** Data supplied **
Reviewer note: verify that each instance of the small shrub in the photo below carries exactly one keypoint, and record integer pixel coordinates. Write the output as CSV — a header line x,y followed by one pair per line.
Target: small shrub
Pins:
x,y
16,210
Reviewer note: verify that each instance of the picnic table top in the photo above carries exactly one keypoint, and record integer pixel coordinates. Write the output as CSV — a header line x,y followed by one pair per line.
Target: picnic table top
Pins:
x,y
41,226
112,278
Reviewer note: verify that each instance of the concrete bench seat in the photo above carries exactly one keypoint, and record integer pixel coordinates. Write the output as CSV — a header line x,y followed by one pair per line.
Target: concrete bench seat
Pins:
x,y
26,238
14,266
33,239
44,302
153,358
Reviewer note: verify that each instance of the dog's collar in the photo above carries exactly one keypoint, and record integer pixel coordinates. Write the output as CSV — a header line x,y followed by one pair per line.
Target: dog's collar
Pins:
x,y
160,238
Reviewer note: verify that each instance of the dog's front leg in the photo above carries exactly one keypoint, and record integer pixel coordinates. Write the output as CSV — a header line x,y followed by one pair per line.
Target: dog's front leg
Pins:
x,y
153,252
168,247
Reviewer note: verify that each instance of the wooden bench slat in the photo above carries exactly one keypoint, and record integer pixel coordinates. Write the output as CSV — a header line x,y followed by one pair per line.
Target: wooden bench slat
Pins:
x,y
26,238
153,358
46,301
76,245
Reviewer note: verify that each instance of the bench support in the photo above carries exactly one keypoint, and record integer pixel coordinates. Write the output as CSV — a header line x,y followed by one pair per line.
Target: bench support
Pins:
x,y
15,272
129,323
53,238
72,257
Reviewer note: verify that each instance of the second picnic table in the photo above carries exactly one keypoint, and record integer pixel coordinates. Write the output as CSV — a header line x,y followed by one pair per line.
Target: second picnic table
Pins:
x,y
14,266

** Task directions **
Repeat exactly the lines starting at the line with "Reviewer note: verify that each instance of the wooden" and ending with the final line of the entries. Include nothing else.

** Solution for this problem **
Reviewer note: verify that each instance of the wooden bench slat in the photo above carries exactly one keypoint, and record integer pixel coordinates. Write the output as CSV — a header line x,y followed by one pair per line.
Target: wooden bench slat
Pins:
x,y
26,238
153,358
46,301
76,245
Reviewer note: verify that each instance of the bench support in the photo above carries exactly one keypoint, and record integer pixel coordinates. Write the output as CSV — a header line x,y followed by one pair per line.
Target: bench support
Pins:
x,y
15,272
129,323
53,238
72,257
Reviewer note: verify that each instance of the second picnic table in the photo above carries exactly one keypoint, and record integer pixel coordinates. Write the output as CSV — a header line x,y followed by one pair per line.
Target: second picnic table
Pins:
x,y
14,266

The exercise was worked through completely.